* Data extract:

——————

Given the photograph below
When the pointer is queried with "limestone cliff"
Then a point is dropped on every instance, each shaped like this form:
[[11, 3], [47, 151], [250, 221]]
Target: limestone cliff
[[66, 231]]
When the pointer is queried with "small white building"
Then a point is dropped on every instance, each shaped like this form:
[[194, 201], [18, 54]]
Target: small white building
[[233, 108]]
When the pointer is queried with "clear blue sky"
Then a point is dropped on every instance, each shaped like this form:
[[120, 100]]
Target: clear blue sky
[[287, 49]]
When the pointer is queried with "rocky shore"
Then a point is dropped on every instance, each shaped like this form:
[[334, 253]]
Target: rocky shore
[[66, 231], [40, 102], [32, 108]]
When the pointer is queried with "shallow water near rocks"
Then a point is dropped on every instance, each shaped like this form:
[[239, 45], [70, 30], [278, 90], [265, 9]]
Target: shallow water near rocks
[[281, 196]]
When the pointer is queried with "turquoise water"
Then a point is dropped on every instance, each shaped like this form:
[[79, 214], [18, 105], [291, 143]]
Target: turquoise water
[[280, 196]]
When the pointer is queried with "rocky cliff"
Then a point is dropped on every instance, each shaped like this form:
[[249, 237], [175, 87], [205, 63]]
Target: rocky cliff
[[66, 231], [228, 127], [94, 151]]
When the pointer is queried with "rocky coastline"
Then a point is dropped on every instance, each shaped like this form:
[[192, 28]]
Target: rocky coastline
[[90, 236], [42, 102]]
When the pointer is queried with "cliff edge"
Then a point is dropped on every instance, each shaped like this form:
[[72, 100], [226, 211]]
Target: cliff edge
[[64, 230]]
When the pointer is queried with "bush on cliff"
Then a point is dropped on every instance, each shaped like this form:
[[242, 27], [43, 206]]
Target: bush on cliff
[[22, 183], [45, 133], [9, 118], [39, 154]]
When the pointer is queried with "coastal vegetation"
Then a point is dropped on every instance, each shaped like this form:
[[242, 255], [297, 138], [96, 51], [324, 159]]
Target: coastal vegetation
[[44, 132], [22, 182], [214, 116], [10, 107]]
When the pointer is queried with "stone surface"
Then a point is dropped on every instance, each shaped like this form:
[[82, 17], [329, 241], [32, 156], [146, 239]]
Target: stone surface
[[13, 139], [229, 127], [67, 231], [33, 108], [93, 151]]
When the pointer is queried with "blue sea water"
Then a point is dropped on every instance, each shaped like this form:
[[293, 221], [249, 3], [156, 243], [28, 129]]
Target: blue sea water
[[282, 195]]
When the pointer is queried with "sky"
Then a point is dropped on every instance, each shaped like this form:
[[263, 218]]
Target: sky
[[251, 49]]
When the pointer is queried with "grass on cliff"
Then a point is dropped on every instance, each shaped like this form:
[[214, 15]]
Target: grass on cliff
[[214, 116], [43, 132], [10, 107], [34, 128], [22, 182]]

——————

* Task brief: Transcribe the whole listing with every word preserved.

* Answer for the task:
Given the photograph below
When the pointer is queried with "limestone cliff"
Then a point is dropped on every instance, each shaped like this form:
[[11, 3], [47, 151], [250, 221]]
Target: limestone cliff
[[66, 231]]
When the pointer is queried with "small white building"
Then a point is dropped on every instance, each shaped like this form:
[[194, 201], [18, 54]]
Target: small white building
[[233, 108]]
When the pointer is queried with "clear blue sky"
Then a point is dropped on every instance, each shaped like this form:
[[120, 100]]
Target: clear blue sky
[[287, 49]]
When the pointer is queried with "rocky shore"
Then a point is dropped on every instance, each shaped like this form:
[[334, 253]]
Target: rocky shore
[[66, 231], [40, 102], [32, 108]]
When the pointer is queried with "shallow water near rocks"
Then a point is dropped on every instance, each shaped like this form:
[[239, 45], [70, 30], [278, 90], [265, 9]]
Target: shallow water near rocks
[[281, 196]]
When the pointer is queried with "turquoise water"
Then a point is dropped on every instance, each shaped like this form:
[[79, 214], [18, 105], [291, 143]]
Target: turquoise water
[[280, 196]]
When the pointer is queried with "rocky cliff"
Then a point is dropped on every instance, each shaped like this form:
[[249, 237], [175, 87], [205, 63]]
Target: rocky cliff
[[66, 231], [228, 127], [94, 151]]
When the pointer is queried with "rocky coastline"
Then a point is dropped on every instance, each shaped like this form:
[[192, 28]]
Target: rocky coastline
[[90, 236], [42, 102]]
When the pointer is queried with "cliff edge"
Then a point is dropped on every instance, each shaped like this form:
[[72, 100], [226, 211]]
Target: cliff edge
[[64, 230]]
When the pointer is queried with "bush on cliff"
Then a point is dropped on every instance, each shaped like this form:
[[242, 27], [43, 206]]
Target: bush on cliff
[[22, 183], [45, 133], [9, 118], [39, 154]]
When the pointer is queried with "coastal vegetation"
Then a point is dropped on every instance, each shaped like this form:
[[242, 255], [297, 138], [96, 51], [324, 159]]
Target: coastal vegetation
[[44, 132], [22, 182], [214, 116], [10, 107]]
When the pointer is queried with "stone surface"
Then a point is dropped on every instance, each shaped like this form:
[[82, 17], [329, 241], [32, 156], [146, 239]]
Target: stone surface
[[13, 139], [229, 127], [67, 231], [33, 108], [93, 151]]
When the pointer is queried with "blue sea water"
Then a point is dropped on every instance, each shaped like this form:
[[293, 221], [249, 3], [156, 243], [28, 129]]
Target: blue sea water
[[282, 195]]
When the pointer is queried with "sky"
Then a point is dropped on every instance, each shaped like this form:
[[263, 218]]
Target: sky
[[251, 49]]
When the pointer is queried with "grass on cliff"
Then a point is dropped on every instance, each shaped like this form:
[[214, 15]]
Target: grass on cliff
[[214, 116], [43, 132], [10, 107], [34, 128], [22, 182]]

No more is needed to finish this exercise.